TASK STATEMENT ▸ Copy out the listing below word for word, from the line with "of the flower" to the line with "POLYGON ((313 30, 313", both of those lines included.

Start of DATA FOR THE TASK

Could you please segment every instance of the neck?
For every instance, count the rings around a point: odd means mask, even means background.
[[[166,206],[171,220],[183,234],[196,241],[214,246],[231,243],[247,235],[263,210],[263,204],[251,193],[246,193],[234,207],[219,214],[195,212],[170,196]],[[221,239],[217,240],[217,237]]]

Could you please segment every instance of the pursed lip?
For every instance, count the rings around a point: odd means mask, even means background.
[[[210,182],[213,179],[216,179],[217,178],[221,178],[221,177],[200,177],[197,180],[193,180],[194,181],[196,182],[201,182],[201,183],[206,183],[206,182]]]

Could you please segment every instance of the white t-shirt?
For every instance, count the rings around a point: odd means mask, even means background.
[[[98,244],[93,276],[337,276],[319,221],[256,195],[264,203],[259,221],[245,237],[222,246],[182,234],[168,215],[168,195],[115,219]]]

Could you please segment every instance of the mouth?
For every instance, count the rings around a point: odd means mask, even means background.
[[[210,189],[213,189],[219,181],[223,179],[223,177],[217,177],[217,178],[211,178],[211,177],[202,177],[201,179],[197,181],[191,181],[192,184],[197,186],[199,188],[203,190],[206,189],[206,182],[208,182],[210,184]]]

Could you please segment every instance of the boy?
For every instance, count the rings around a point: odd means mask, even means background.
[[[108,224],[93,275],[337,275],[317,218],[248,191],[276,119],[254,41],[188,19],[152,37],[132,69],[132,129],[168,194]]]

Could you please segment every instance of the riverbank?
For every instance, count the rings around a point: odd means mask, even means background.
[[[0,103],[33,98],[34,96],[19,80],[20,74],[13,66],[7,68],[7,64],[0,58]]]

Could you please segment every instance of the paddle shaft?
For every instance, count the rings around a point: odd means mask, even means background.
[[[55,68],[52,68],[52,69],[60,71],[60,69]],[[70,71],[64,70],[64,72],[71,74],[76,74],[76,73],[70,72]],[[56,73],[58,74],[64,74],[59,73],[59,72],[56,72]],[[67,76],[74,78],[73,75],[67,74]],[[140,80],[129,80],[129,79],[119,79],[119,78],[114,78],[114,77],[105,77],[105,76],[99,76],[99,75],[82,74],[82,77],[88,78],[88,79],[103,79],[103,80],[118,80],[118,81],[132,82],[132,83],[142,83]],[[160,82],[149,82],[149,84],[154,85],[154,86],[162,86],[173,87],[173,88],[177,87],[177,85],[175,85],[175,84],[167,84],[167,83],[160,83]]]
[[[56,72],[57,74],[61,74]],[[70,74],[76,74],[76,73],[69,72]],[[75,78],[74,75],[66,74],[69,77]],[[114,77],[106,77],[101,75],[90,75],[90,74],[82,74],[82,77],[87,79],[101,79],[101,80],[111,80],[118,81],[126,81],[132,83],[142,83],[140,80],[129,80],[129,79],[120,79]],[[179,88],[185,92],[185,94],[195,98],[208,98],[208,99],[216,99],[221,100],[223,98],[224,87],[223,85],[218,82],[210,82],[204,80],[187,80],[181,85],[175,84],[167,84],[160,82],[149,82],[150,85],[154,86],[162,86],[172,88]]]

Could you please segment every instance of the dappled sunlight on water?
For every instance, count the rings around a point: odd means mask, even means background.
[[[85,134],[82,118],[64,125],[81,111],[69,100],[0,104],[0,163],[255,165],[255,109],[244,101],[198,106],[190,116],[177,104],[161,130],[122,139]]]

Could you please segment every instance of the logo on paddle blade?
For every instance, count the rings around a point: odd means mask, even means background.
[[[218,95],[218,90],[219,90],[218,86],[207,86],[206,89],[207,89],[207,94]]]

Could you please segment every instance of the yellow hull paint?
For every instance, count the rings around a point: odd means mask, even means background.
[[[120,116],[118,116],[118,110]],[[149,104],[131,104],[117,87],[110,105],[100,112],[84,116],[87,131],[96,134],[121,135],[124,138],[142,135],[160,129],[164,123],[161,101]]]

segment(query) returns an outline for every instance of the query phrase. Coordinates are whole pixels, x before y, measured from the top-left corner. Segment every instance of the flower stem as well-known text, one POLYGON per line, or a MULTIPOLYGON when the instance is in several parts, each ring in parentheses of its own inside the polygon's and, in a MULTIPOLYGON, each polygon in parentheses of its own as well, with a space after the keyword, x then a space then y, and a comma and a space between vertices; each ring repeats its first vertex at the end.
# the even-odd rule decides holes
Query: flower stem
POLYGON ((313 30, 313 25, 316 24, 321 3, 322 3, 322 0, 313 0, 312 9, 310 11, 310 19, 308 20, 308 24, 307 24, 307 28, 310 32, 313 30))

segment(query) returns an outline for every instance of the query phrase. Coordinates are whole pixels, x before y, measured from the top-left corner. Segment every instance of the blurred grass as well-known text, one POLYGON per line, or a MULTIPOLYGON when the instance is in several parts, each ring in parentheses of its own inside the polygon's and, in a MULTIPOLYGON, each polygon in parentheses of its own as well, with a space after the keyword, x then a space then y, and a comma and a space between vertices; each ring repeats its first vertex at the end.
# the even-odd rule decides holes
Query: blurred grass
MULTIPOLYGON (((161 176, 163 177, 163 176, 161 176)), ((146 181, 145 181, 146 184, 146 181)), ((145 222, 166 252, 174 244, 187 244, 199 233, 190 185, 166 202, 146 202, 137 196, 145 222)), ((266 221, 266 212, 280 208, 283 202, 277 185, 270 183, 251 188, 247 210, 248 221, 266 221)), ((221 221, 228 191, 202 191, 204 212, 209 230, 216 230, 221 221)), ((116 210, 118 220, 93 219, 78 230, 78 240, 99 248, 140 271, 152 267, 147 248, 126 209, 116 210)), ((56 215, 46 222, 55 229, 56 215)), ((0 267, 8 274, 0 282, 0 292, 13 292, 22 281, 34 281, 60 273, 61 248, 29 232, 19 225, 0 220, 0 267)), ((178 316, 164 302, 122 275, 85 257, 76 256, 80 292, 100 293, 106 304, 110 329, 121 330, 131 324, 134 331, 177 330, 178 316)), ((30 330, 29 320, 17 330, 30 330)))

End of DATA FOR THE TASK

TASK RESULT ▸
segment(query) returns an outline for every instance of the query phrase. Coordinates are whole pixels, x before y, measured from the top-left corner. Segment every instance of the flower stem as well-known text, one POLYGON per line, or a MULTIPOLYGON when the instance is in several parts, each ring in parentheses of its own inside the polygon's and, in a MULTIPOLYGON, each polygon in parentheses of its own as well, with a space after the keyword, x then a space then y, and a comma and a space between vertices; each ring repeats its first vertex at the end.
# the even-odd rule decides holes
Query: flower stem
POLYGON ((313 30, 313 25, 316 24, 321 3, 322 3, 322 0, 313 0, 312 9, 310 11, 310 19, 308 20, 308 24, 307 24, 307 28, 310 32, 313 30))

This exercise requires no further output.